> **WHAT YOU ARE ASKED TO DO**: Gather every line of the listing below that contains the word "dock", and copy each line in full. The match is case-sensitive.

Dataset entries
■ ■ ■ ■

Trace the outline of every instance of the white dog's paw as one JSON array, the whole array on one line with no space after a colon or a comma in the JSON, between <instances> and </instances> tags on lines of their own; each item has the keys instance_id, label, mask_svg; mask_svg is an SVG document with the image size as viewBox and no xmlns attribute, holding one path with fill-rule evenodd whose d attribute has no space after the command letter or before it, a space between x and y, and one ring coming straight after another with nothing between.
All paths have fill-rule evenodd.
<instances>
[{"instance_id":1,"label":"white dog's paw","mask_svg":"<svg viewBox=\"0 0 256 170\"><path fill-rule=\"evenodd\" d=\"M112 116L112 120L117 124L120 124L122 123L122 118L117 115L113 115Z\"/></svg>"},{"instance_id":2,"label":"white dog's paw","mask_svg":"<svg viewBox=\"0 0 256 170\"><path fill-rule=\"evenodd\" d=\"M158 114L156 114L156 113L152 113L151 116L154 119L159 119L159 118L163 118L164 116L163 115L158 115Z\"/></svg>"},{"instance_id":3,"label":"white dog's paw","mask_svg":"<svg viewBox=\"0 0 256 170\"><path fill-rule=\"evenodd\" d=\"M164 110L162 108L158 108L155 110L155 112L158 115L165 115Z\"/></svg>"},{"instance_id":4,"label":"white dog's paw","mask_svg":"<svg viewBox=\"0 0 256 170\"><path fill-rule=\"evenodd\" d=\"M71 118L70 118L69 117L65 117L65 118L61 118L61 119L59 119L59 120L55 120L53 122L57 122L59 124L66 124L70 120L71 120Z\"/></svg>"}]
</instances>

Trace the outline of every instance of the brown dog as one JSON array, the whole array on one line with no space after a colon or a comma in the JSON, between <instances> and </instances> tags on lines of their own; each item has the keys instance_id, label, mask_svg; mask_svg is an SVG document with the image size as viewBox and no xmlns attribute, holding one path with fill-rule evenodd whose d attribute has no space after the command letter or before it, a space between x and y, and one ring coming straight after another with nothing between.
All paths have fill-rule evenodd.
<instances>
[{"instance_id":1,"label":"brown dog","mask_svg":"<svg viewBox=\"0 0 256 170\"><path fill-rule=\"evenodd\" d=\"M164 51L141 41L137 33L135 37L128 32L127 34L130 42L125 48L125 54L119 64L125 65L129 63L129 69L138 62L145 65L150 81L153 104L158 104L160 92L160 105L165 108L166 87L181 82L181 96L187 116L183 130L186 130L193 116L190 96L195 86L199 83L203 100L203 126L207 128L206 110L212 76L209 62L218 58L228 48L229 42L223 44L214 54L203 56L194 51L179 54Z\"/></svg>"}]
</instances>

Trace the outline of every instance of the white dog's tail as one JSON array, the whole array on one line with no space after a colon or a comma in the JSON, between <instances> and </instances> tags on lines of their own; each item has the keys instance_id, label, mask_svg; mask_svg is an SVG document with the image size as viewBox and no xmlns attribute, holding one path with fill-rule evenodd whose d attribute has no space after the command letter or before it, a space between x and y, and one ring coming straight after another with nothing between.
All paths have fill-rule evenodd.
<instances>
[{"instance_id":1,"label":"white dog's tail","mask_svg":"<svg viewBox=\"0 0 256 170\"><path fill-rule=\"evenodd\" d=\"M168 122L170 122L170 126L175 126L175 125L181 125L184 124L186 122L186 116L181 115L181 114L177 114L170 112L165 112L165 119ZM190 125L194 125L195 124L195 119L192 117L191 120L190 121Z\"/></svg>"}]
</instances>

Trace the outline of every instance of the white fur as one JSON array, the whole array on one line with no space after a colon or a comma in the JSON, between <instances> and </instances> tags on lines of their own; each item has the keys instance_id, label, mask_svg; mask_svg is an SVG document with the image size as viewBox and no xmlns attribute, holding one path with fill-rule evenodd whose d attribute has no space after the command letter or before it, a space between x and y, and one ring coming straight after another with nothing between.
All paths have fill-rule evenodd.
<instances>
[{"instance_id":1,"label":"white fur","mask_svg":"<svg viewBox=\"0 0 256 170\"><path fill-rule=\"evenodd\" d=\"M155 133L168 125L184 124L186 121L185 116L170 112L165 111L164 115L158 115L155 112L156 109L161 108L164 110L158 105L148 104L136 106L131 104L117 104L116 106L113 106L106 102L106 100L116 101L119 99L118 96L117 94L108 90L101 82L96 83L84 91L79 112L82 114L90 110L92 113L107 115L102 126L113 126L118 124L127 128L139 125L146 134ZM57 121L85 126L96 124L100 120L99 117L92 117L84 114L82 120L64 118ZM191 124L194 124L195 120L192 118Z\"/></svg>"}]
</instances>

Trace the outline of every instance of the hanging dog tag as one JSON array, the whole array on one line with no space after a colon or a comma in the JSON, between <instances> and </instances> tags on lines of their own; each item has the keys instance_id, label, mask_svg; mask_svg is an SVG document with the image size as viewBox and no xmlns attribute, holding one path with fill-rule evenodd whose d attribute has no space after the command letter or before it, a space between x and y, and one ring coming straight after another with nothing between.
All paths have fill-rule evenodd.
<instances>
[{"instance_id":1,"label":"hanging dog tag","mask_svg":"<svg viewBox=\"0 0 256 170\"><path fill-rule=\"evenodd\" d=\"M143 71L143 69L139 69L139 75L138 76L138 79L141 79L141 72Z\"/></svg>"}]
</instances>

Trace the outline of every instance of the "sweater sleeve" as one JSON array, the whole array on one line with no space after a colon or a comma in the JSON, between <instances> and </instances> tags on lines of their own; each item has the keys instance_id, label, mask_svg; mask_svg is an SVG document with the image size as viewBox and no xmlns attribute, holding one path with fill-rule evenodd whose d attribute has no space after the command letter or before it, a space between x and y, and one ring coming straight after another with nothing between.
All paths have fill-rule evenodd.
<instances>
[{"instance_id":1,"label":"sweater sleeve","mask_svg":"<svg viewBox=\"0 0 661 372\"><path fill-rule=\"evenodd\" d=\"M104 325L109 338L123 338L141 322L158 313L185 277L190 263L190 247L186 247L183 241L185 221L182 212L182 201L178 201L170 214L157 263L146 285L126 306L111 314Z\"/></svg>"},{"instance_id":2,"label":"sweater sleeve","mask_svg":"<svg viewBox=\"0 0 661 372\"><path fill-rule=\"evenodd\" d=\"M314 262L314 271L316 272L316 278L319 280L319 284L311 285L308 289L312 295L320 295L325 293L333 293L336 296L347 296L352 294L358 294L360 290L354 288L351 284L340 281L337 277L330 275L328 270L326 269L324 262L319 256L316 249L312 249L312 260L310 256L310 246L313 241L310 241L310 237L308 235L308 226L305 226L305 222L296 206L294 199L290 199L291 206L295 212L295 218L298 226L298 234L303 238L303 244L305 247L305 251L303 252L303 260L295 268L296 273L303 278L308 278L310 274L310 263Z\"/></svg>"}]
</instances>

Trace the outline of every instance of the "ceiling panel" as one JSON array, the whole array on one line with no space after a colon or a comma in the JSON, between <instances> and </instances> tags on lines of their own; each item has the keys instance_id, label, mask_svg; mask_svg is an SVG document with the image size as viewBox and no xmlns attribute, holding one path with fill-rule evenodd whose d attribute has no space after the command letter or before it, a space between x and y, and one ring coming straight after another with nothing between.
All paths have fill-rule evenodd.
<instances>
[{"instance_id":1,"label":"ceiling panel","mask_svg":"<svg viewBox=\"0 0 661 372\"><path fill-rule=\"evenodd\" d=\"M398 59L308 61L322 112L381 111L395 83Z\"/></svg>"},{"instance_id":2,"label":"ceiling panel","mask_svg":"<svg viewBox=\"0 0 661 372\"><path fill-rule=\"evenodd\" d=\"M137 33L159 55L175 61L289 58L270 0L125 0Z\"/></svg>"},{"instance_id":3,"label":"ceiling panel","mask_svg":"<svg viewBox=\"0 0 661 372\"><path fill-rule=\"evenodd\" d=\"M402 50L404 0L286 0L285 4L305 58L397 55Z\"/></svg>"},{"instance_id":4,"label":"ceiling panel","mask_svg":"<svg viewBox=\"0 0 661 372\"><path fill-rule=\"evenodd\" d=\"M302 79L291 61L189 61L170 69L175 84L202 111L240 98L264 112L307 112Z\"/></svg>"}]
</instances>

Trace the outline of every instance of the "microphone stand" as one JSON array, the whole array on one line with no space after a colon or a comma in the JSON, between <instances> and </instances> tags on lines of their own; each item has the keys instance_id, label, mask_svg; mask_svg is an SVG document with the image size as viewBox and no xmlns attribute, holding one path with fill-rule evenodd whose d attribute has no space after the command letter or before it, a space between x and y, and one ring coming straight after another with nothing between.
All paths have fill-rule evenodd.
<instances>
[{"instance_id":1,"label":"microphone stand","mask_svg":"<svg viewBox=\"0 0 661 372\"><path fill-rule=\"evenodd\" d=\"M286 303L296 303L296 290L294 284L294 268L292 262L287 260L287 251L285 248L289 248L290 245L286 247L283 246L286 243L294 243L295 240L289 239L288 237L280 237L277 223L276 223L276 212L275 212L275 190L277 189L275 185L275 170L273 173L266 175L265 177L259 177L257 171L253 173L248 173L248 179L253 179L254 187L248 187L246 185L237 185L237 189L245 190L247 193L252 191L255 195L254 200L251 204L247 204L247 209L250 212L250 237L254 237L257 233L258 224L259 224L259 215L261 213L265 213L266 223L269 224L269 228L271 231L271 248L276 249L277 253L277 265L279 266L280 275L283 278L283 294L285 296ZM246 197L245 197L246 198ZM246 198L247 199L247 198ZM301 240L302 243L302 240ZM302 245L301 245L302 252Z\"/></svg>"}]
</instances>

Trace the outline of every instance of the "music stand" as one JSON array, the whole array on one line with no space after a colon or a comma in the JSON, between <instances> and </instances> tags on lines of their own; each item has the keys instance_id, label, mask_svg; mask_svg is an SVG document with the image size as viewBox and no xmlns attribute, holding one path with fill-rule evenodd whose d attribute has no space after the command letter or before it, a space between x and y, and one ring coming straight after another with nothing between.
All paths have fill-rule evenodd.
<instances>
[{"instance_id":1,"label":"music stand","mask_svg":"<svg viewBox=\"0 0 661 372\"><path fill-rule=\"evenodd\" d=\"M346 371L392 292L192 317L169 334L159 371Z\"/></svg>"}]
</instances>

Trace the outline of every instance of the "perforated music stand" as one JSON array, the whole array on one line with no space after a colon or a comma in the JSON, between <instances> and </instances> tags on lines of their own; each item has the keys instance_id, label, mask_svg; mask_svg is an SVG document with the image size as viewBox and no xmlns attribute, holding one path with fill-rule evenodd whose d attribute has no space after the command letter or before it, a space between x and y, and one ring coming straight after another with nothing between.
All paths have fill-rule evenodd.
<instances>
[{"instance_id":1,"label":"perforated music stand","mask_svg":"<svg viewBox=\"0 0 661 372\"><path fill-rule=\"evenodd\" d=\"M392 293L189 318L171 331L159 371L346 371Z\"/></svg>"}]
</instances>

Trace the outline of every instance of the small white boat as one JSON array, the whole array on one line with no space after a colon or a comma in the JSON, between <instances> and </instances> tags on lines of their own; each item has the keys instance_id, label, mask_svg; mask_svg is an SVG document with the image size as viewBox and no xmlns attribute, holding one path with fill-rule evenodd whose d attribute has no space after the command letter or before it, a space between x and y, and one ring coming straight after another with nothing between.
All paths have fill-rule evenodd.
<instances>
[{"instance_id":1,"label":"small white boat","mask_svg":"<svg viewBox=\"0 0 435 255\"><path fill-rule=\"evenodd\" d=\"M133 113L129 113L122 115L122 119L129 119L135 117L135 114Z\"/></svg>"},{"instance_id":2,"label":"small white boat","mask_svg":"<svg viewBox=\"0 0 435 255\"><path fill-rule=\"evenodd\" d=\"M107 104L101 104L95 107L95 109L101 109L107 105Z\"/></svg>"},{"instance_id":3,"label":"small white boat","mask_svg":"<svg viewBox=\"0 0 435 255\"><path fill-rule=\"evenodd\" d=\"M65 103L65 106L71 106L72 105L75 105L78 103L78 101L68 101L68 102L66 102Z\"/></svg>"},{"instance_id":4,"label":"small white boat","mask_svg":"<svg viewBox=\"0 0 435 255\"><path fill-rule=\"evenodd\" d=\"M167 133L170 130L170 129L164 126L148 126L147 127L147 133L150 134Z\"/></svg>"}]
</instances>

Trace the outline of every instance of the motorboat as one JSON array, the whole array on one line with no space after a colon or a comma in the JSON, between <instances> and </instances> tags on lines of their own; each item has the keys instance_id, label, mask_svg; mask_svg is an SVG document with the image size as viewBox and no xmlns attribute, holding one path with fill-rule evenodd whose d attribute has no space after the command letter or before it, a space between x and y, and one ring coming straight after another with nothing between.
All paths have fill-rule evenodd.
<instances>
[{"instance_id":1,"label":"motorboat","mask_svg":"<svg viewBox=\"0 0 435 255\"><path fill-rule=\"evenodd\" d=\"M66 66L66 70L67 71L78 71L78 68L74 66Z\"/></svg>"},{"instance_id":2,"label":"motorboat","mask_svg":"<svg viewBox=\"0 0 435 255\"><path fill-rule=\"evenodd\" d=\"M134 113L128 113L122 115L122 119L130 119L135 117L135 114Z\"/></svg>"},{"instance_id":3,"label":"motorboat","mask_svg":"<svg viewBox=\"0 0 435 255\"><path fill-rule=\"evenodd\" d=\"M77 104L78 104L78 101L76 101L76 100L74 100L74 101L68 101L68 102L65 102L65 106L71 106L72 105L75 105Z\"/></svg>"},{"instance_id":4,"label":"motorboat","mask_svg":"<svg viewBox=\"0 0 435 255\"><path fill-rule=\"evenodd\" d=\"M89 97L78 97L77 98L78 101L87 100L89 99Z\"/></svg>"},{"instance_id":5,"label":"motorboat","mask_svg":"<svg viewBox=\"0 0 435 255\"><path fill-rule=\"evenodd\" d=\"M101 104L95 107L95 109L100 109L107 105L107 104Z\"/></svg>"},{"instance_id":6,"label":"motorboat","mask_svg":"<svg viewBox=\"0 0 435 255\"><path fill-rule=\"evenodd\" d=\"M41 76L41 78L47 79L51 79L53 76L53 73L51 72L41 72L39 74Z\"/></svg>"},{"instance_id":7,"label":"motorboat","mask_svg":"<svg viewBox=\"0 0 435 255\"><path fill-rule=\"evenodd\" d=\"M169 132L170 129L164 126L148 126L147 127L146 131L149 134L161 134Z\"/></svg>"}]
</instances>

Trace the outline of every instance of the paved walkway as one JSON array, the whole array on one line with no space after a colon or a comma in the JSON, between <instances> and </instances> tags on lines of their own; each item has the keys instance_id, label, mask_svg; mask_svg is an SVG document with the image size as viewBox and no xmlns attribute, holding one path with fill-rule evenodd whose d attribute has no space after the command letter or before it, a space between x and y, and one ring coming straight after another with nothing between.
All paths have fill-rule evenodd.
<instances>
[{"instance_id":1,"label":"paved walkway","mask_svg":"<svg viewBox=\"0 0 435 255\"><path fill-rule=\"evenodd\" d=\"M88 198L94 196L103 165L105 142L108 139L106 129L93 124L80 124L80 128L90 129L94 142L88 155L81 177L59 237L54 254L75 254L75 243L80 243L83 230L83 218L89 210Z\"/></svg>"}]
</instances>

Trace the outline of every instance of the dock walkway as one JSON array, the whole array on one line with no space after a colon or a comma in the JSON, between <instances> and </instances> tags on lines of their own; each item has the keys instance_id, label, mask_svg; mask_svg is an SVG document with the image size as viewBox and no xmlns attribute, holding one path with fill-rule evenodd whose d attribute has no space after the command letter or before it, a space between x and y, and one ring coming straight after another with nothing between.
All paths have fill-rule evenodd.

■ ■ ■ ■

> **ANSWER FOR THE TASK**:
Trace the outline of every instance of the dock walkway as one JSON array, the whole array on one line with no space after a colon or a comma in the JSON, between <instances> and </instances> tags on lines of their own; each item has the keys instance_id, label, mask_svg; mask_svg is an SVG document with the image size as viewBox and no xmlns attribute, holding one path with fill-rule evenodd whose d attribute has no space after the command letter or before it, a space between x and y, and one ring coming straight after another with nothing between.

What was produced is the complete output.